Content starts

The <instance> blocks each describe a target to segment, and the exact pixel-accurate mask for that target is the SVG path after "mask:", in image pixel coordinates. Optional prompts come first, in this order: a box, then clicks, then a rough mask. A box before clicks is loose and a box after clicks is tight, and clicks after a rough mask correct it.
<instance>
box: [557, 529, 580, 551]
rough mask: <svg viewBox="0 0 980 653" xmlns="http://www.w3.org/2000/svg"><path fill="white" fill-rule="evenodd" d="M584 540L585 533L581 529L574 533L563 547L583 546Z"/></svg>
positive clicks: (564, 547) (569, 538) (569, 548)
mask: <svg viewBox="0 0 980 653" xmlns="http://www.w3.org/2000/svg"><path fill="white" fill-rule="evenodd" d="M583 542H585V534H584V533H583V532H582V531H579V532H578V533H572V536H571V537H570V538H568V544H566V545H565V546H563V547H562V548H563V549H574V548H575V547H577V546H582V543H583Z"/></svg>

Content ends
Content starts

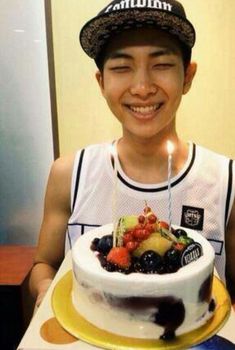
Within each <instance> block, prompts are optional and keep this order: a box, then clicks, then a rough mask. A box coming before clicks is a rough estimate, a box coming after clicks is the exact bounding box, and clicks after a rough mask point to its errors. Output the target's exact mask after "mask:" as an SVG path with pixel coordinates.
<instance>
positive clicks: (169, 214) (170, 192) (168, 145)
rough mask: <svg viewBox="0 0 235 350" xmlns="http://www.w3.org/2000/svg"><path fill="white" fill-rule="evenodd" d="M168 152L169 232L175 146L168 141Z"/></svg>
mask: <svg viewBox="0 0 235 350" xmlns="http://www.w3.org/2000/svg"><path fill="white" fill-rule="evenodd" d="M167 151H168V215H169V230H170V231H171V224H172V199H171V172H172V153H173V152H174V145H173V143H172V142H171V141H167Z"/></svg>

Content ends

__Try it__
Count how many of the lines in the material include the word "pixel", and state that number without anything else.

__Task solution__
2